Brief
Excluding pictures, give the entries again exactly as they appear.

Provided data: Begin

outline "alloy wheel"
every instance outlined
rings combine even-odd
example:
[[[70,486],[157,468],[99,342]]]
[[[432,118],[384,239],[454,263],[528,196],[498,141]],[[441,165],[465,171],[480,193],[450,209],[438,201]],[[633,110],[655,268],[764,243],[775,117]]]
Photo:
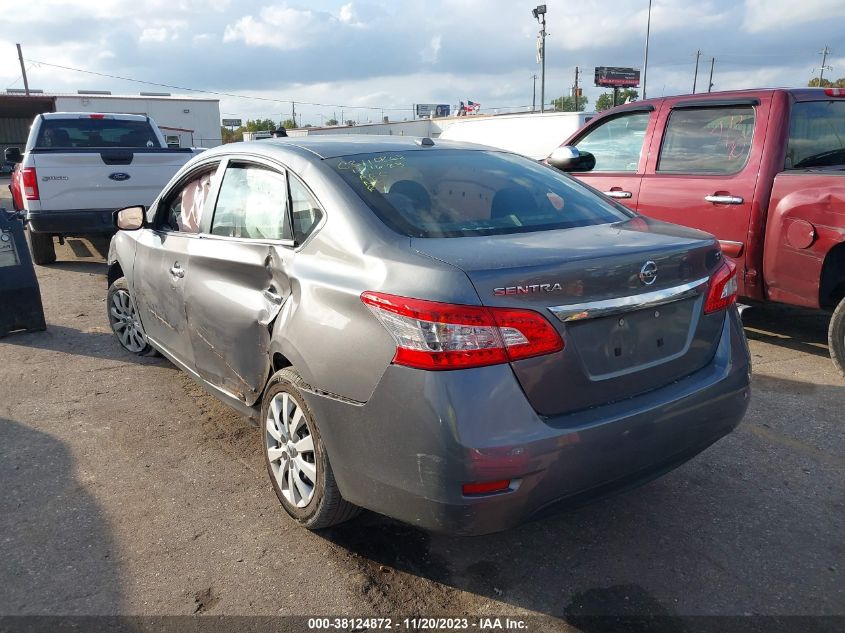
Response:
[[[302,405],[282,391],[273,396],[264,422],[267,461],[285,500],[304,508],[314,497],[317,463],[314,439]]]
[[[138,313],[132,297],[124,289],[112,294],[109,306],[109,321],[111,328],[120,339],[120,344],[130,352],[141,352],[146,349],[148,342],[138,320]]]

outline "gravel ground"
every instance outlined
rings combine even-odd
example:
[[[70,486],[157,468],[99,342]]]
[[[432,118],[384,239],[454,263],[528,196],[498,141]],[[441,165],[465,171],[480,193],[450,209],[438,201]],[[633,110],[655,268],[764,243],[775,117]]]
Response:
[[[845,379],[816,314],[746,311],[745,421],[647,486],[479,538],[313,534],[254,428],[112,339],[105,247],[60,247],[47,332],[0,339],[0,616],[845,614]]]

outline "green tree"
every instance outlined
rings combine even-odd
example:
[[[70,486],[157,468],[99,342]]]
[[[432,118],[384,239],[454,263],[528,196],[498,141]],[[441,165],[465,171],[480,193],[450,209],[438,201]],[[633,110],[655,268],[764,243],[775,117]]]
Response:
[[[223,139],[224,143],[236,143],[237,141],[242,141],[244,140],[244,128],[241,126],[233,130],[221,125],[220,138]]]
[[[830,79],[822,79],[821,86],[819,86],[819,78],[813,77],[810,81],[807,82],[807,85],[810,88],[845,88],[845,77],[840,77],[836,81],[831,81]]]
[[[329,119],[326,121],[326,125],[337,125],[337,119]]]
[[[620,105],[626,103],[628,101],[636,101],[640,98],[640,93],[632,88],[625,88],[624,90],[620,90],[619,93],[616,95],[616,105]],[[613,107],[613,93],[612,92],[605,92],[602,95],[599,95],[599,98],[596,99],[596,112],[603,112],[604,110],[609,110]]]
[[[352,119],[348,119],[348,120],[346,121],[346,126],[347,126],[347,127],[352,127],[353,125],[355,125],[355,121],[353,121]]]
[[[247,132],[272,132],[276,129],[276,123],[273,119],[252,119],[246,122]]]
[[[295,128],[296,127],[296,121],[294,121],[293,119],[285,119],[284,121],[282,121],[282,127],[285,128],[286,130],[290,130],[292,128]]]
[[[587,109],[587,97],[578,97],[578,112]],[[552,101],[555,112],[575,112],[575,97],[558,97]]]

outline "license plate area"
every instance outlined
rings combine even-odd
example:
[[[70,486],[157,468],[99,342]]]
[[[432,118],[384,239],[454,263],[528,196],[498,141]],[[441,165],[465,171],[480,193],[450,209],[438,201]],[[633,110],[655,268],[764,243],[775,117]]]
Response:
[[[641,371],[684,355],[698,324],[699,298],[567,324],[596,380]]]

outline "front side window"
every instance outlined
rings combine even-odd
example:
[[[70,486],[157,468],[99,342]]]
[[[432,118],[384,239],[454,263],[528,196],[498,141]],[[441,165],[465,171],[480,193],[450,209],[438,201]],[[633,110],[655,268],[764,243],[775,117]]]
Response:
[[[210,168],[192,177],[166,199],[159,228],[180,233],[199,233],[214,171],[214,168]]]
[[[211,233],[259,240],[291,239],[284,174],[230,163],[220,184]]]
[[[651,112],[632,112],[593,128],[575,146],[596,157],[591,171],[637,171]]]
[[[426,149],[326,163],[386,225],[410,237],[524,233],[630,217],[556,169],[505,152]]]
[[[786,169],[845,165],[845,101],[793,104]]]
[[[657,171],[736,174],[751,152],[754,108],[676,108],[669,116]]]
[[[44,119],[36,149],[160,148],[161,142],[147,121],[83,116],[78,119]]]

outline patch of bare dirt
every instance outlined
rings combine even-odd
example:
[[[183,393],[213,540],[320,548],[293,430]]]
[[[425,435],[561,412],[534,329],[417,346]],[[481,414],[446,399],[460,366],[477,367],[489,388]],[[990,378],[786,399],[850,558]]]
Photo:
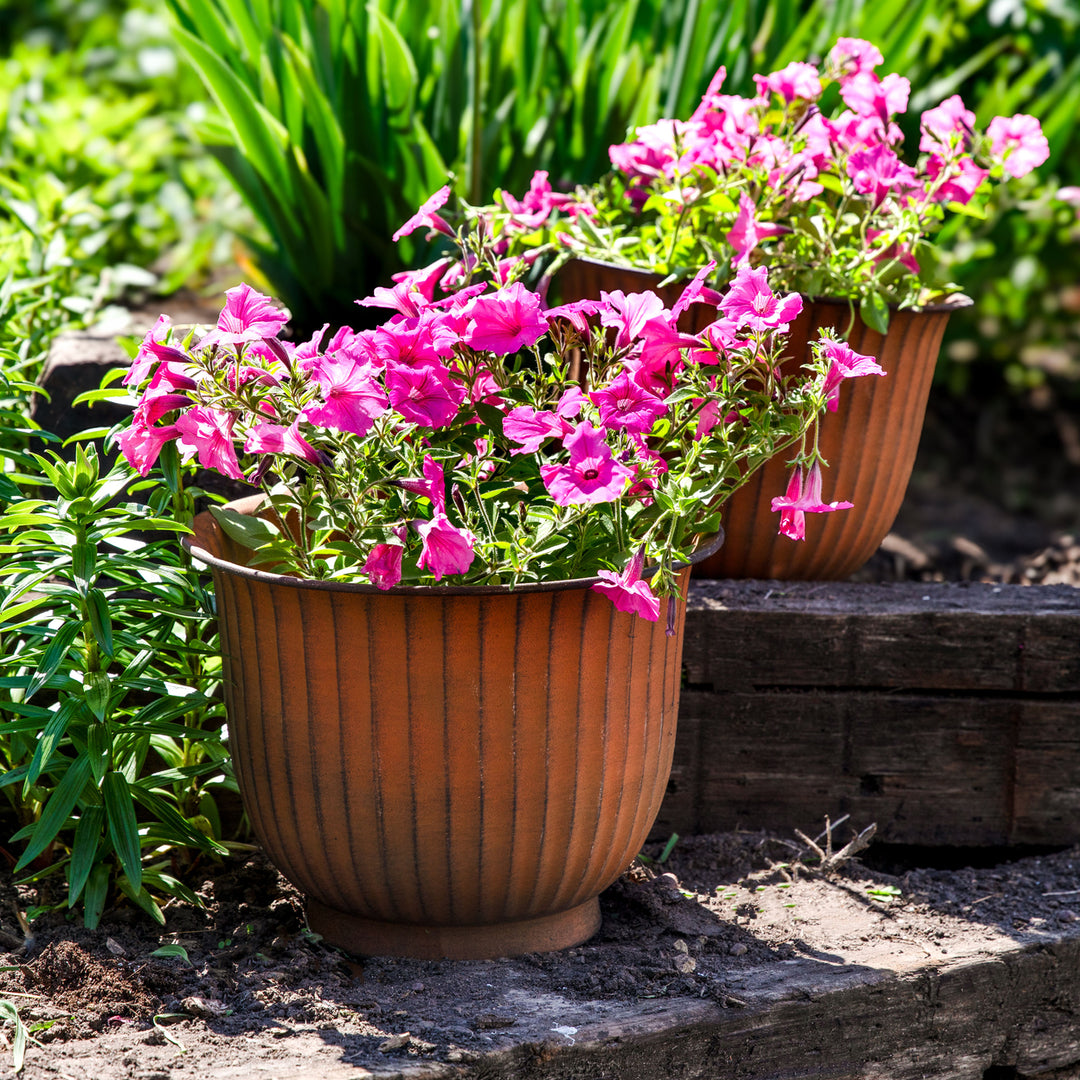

Provided data: End

Answer for the task
outline "alloy wheel"
every instance outlined
rings combine even-odd
example:
[[[70,486],[157,468],[99,342]]]
[[[432,118],[384,239],[454,263],[528,196],[498,141]],[[441,165],[465,171],[480,193],[450,209],[438,201]],[[633,110],[655,268],[764,243],[775,117]]]
Photo:
Response:
[[[302,405],[282,391],[273,396],[264,422],[267,461],[285,500],[304,508],[314,497],[317,463],[314,439]]]
[[[138,313],[132,297],[124,289],[112,294],[109,306],[109,321],[111,328],[120,339],[120,344],[130,352],[141,352],[146,349],[148,342],[138,320]]]

outline "gravel ground"
every instance outlined
rings combine even-odd
example:
[[[70,486],[157,468],[99,342]]]
[[[432,118],[384,239],[454,263],[528,196],[498,141]],[[441,165],[465,171],[480,193],[450,209],[438,201]],[[633,110],[655,268],[764,243],[775,117]]]
Response:
[[[845,379],[816,314],[746,311],[745,421],[647,486],[479,538],[313,534],[254,428],[112,339],[105,247],[60,247],[47,332],[0,339],[0,616],[845,614]]]

outline "green tree"
every instance outlined
rings combine even-odd
example:
[[[70,486],[157,468],[99,342]]]
[[[432,118],[384,239],[454,263],[528,196],[498,141]],[[441,165],[465,171],[480,193],[450,209],[438,201]],[[633,110],[655,268],[764,243],[775,117]]]
Response:
[[[223,139],[224,143],[236,143],[237,141],[242,141],[244,140],[244,128],[241,126],[233,130],[221,125],[220,138]]]
[[[830,79],[822,79],[821,86],[819,86],[819,78],[813,77],[810,81],[807,82],[807,85],[810,88],[845,88],[845,77],[840,77],[836,81],[831,81]]]
[[[329,119],[326,121],[326,125],[337,125],[337,119]]]
[[[620,105],[626,103],[628,101],[636,101],[640,98],[640,93],[632,88],[625,88],[624,90],[620,90],[619,93],[616,95],[616,105]],[[613,107],[613,93],[612,92],[605,92],[602,95],[599,95],[599,98],[596,99],[596,112],[603,112],[604,110],[609,110]]]
[[[352,119],[348,119],[348,120],[346,121],[346,126],[347,126],[347,127],[352,127],[353,125],[355,125],[355,121],[353,121]]]
[[[247,132],[272,132],[276,129],[276,123],[273,119],[252,119],[246,122]]]
[[[295,128],[296,127],[296,121],[294,121],[293,119],[285,119],[284,121],[282,121],[282,127],[285,128],[286,130],[290,130],[292,128]]]
[[[587,109],[587,97],[578,97],[578,112]],[[552,101],[555,112],[575,112],[575,97],[558,97]]]

outline "license plate area"
every instance outlined
rings combine even-odd
example:
[[[70,486],[157,468],[99,342]]]
[[[432,118],[384,239],[454,263],[528,196],[498,141]],[[441,165],[465,171],[480,193],[450,209],[438,201]],[[633,110],[655,268],[764,243],[775,117]]]
Response:
[[[641,371],[684,355],[698,324],[699,298],[567,324],[596,380]]]

outline "front side window"
every instance outlined
rings combine even-odd
example:
[[[70,486],[157,468],[99,342]]]
[[[432,118],[384,239],[454,263],[528,196],[498,141]],[[441,165],[465,171],[480,193],[450,209],[438,201]],[[633,110],[655,268],[764,243],[775,117]]]
Response:
[[[210,168],[192,177],[166,199],[159,228],[180,233],[199,233],[214,171],[214,168]]]
[[[211,233],[259,240],[291,239],[284,174],[230,163],[220,184]]]
[[[651,112],[632,112],[593,128],[575,146],[596,157],[591,171],[637,171]]]
[[[426,149],[326,163],[386,225],[410,237],[524,233],[630,217],[556,169],[505,152]]]
[[[786,169],[845,165],[845,101],[793,104]]]
[[[657,171],[736,174],[751,152],[754,108],[676,108],[669,116]]]
[[[44,119],[36,149],[160,148],[161,142],[147,121],[83,116],[78,119]]]

outline patch of bare dirt
every instance outlined
rings combine even-odd
example:
[[[183,393],[213,540],[320,548],[293,430]]]
[[[425,435],[561,412],[534,329],[417,346]],[[481,414],[446,399],[460,366],[477,367],[489,388]],[[990,378],[786,399],[850,558]]]
Photo:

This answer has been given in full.